[Supplied material — start]

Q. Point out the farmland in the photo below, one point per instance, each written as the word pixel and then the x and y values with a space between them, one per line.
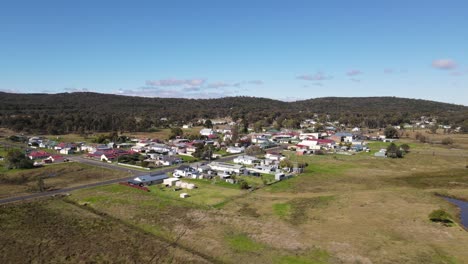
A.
pixel 343 209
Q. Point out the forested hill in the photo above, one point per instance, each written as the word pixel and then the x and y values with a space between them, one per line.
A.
pixel 73 112
pixel 376 104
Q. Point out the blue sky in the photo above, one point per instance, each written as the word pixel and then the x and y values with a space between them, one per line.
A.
pixel 288 50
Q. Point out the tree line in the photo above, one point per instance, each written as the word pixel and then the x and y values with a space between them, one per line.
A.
pixel 93 112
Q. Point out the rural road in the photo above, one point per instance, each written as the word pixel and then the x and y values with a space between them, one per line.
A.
pixel 100 164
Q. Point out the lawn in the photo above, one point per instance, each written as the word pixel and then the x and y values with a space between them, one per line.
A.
pixel 56 176
pixel 54 231
pixel 342 209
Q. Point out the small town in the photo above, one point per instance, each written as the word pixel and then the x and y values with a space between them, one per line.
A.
pixel 209 132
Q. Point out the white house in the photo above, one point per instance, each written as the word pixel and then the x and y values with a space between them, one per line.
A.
pixel 264 168
pixel 235 150
pixel 66 151
pixel 206 132
pixel 170 181
pixel 274 156
pixel 246 160
pixel 226 167
pixel 303 136
pixel 186 172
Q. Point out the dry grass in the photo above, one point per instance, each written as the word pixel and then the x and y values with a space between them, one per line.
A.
pixel 343 209
pixel 52 231
pixel 56 176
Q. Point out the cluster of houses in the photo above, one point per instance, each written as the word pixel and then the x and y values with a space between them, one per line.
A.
pixel 241 165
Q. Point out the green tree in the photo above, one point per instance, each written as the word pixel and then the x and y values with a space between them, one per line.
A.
pixel 441 216
pixel 447 141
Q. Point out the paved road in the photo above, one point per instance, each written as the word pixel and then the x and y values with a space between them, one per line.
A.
pixel 105 165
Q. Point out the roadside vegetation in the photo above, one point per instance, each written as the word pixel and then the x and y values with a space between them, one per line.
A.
pixel 342 209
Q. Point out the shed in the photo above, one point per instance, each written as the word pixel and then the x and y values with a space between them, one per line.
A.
pixel 170 181
pixel 149 179
pixel 280 176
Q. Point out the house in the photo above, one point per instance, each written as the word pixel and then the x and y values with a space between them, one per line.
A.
pixel 38 155
pixel 125 145
pixel 280 176
pixel 55 158
pixel 264 168
pixel 235 150
pixel 170 181
pixel 226 167
pixel 186 172
pixel 303 136
pixel 185 185
pixel 206 132
pixel 274 156
pixel 169 160
pixel 246 160
pixel 108 157
pixel 381 153
pixel 149 179
pixel 66 151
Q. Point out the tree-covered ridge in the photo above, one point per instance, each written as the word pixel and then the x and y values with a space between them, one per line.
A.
pixel 85 111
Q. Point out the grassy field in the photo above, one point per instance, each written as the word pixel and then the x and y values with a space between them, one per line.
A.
pixel 56 176
pixel 343 209
pixel 55 231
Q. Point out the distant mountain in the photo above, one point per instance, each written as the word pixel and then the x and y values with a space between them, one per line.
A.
pixel 376 104
pixel 70 112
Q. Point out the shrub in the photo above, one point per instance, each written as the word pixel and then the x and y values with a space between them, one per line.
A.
pixel 441 216
pixel 243 185
pixel 405 147
pixel 447 141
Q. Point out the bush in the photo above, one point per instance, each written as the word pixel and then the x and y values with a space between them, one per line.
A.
pixel 405 147
pixel 441 216
pixel 393 151
pixel 243 185
pixel 447 141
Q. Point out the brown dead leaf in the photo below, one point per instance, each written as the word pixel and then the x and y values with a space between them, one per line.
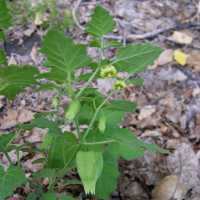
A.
pixel 181 37
pixel 14 117
pixel 193 60
pixel 165 57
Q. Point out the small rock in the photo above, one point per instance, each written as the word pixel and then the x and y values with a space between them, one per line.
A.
pixel 168 188
pixel 146 112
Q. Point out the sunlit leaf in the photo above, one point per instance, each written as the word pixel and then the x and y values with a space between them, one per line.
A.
pixel 90 166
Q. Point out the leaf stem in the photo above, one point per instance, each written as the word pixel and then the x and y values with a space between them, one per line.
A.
pixel 87 83
pixel 102 142
pixel 95 116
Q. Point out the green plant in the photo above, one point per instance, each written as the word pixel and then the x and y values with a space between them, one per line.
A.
pixel 92 149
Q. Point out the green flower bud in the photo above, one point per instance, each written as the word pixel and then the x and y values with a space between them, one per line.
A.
pixel 73 110
pixel 55 102
pixel 108 72
pixel 102 123
pixel 119 85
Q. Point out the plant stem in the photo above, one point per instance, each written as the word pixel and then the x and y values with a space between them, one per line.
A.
pixel 69 84
pixel 8 157
pixel 87 83
pixel 102 142
pixel 95 116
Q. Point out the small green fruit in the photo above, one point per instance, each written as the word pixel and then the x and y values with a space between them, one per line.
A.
pixel 73 110
pixel 119 85
pixel 108 72
pixel 102 123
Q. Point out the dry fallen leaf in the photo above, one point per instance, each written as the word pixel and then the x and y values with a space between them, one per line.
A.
pixel 182 37
pixel 180 57
pixel 14 117
pixel 165 57
pixel 193 60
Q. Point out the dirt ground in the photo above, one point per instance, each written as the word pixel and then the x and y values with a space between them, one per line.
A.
pixel 168 104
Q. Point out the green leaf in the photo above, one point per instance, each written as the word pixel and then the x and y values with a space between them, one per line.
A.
pixel 9 180
pixel 14 79
pixel 32 196
pixel 136 81
pixel 5 17
pixel 62 151
pixel 107 182
pixel 5 140
pixel 90 166
pixel 3 59
pixel 101 22
pixel 45 173
pixel 63 55
pixel 49 196
pixel 66 198
pixel 2 36
pixel 135 58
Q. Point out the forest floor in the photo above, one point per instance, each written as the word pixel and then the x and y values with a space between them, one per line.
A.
pixel 168 111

[Supplied material — finish]

Your objective -
I would like the material above returned exactly as it stands, without its pictures.

Reply to the exercise -
Q. Point out the farmland in the photo below, one point per instance, each written as the word pixel and then the x and y values with a space between them, one per line.
A.
pixel 343 209
Q. Point out the forested hill in the photo above, one point per instance, each written as the word pixel and then the x and y values with a space between them, one per line.
A.
pixel 73 112
pixel 376 104
Q. Point out the blue sky in the photo above, one point per instance, each written as the word pixel and then the x and y values with a space between them, one per line.
A.
pixel 288 50
Q. Point out the tree line in the photo above, one point per instance, each written as the word pixel and then the x and y values with a space between them, one per line.
A.
pixel 93 112
Q. Point out the rural road in the photo above, one point per instance, each written as the word pixel and then the x and y values with a space between them, one per line.
A.
pixel 100 164
Q. Point out the lawn in the photo above, one point per instance, each written as the word pixel and then the x and y values with a space between them, one per line.
A.
pixel 56 176
pixel 54 231
pixel 342 209
Q. Point out the small town in the photo above, one point per instance, each written as the word pixel and then the x and y values with a space between them, one per line.
A.
pixel 209 132
Q. Point out the white house in the photo above, one point per instance, each written as the word pixel and then the x and y values with a space between them, one per line.
A.
pixel 264 168
pixel 235 150
pixel 66 151
pixel 206 132
pixel 170 181
pixel 274 156
pixel 246 160
pixel 226 167
pixel 303 136
pixel 186 172
Q. Point out the dry grass in the photo above, one point per instance, each written as the word pixel and then the x and y values with a space between them, one per line.
A.
pixel 343 209
pixel 52 231
pixel 56 176
Q. Point out the cluster of houses in the photo above, one point per instance, each written as the word pixel and then the x and y values with a space between them, one per line.
A.
pixel 241 165
Q. Point out the green tree in the photo above, one point per instance, each written as the word pixel and then the x and y values with a space between them, one per line.
A.
pixel 441 216
pixel 447 141
Q. Point out the paved road in the photo above, one point per instance, each written as the word pixel and then the x and y values with a space between them, one per line.
A.
pixel 105 165
Q. Point out the roadside vegetation in the photo above, one point per instance, each written as the word pixel and then the x and y values with a space between them, one per line.
A.
pixel 342 209
Q. Point out the shed in the photo above, one point per instance, each written as the word pixel and then the x and y values with a space between them, one per line.
A.
pixel 170 181
pixel 149 179
pixel 280 176
Q. Point out the house in the photo above, one point per instance, each written as the word pixel and then the x and y values with a space between them, one per line.
A.
pixel 38 155
pixel 125 145
pixel 280 176
pixel 55 158
pixel 264 168
pixel 235 150
pixel 170 181
pixel 226 167
pixel 186 172
pixel 303 136
pixel 185 185
pixel 206 132
pixel 274 156
pixel 169 160
pixel 246 160
pixel 108 157
pixel 381 153
pixel 149 179
pixel 66 151
Q. Point out the tree-covered ridge in the photo above, one point per instance, each written as the word pixel and then the x and y values with a space between them, one per line.
A.
pixel 85 111
Q. Point out the grassy field in the photo above, one point per instance, each written as the word pixel and then the x and y values with a space between them, one per line.
A.
pixel 56 176
pixel 343 209
pixel 55 231
Q. Point out the distant mountain in the photo above, one point per instance, each written as the word pixel and then the x and y values with a space between them, one per line.
A.
pixel 376 104
pixel 70 112
Q. Point out the shrub in the photo above, one point per instance, each written as the word pixel and then the x and y values with a space between them, one per line.
A.
pixel 441 216
pixel 243 185
pixel 405 147
pixel 447 141
Q. Point out the bush in the photo above, one point per instance, each written as the word pixel and then the x and y values with a space between them, one per line.
A.
pixel 405 147
pixel 441 216
pixel 393 151
pixel 243 185
pixel 447 141
Q. Point out the brown dead leaf in the photo below, one point per instance, each written as the word pixel and then the x and y values with a space between them, one per line.
A.
pixel 181 37
pixel 14 117
pixel 193 60
pixel 165 57
Q. Point out the small rock in the photo above, one point per instance, each written as the word pixel and then the x and y values with a space between them, one per line.
A.
pixel 168 188
pixel 146 112
Q. Point out the sunlit leaf in the photo above, one point per instance, each written as the word pixel and then the x and y values with a space between them, one per line.
A.
pixel 90 166
Q. Point out the leaf stem in the photo above, one point per instance, each written as the word pixel and then the x and y values with a space between them, one per line.
A.
pixel 87 83
pixel 102 142
pixel 95 116
Q. Point out the green plant in the photo above, one point per instance, each written as the word pixel and then the x and y values with a space between them, one per line.
A.
pixel 92 149
Q. Point out the green flower bud in the photo above, one point per instance, each written as the word pixel and then the x and y values with a space between them, one per line.
A.
pixel 73 110
pixel 55 102
pixel 108 72
pixel 102 123
pixel 119 85
Q. Point out the plant stem in the photo above, one point per instance, each written as the word pixel and then the x and y values with a space between them, one per line.
A.
pixel 69 84
pixel 8 157
pixel 87 83
pixel 102 142
pixel 95 116
Q. Point out the small green fruit in the photo above, one point per instance, each written as the word pixel and then the x and y values with a space between them, one per line.
A.
pixel 73 110
pixel 119 85
pixel 108 72
pixel 102 123
Q. Point out the dry fallen leaf in the photo above, one point per instance, each written as the word pixel and then the x and y values with a space between them, one per line.
A.
pixel 182 37
pixel 180 57
pixel 14 117
pixel 165 57
pixel 193 60
Q. Point out the dirt ground in the photo above, one point per instance, each written as the word pixel and then the x and y values with a space between them, one per line.
A.
pixel 168 104
Q. Point out the green leaf in the photo above, one point per instance, each written as the word pixel and then the x and y values with a space between them, one per line.
A.
pixel 9 180
pixel 14 79
pixel 32 196
pixel 136 81
pixel 5 17
pixel 62 151
pixel 107 182
pixel 5 140
pixel 90 166
pixel 3 59
pixel 101 22
pixel 45 173
pixel 63 55
pixel 49 196
pixel 66 198
pixel 2 36
pixel 135 58
Q. Point out the forest floor in the photo above, one point per instance, each written as the word pixel and then the x and y values with a space between them, one per line.
A.
pixel 168 111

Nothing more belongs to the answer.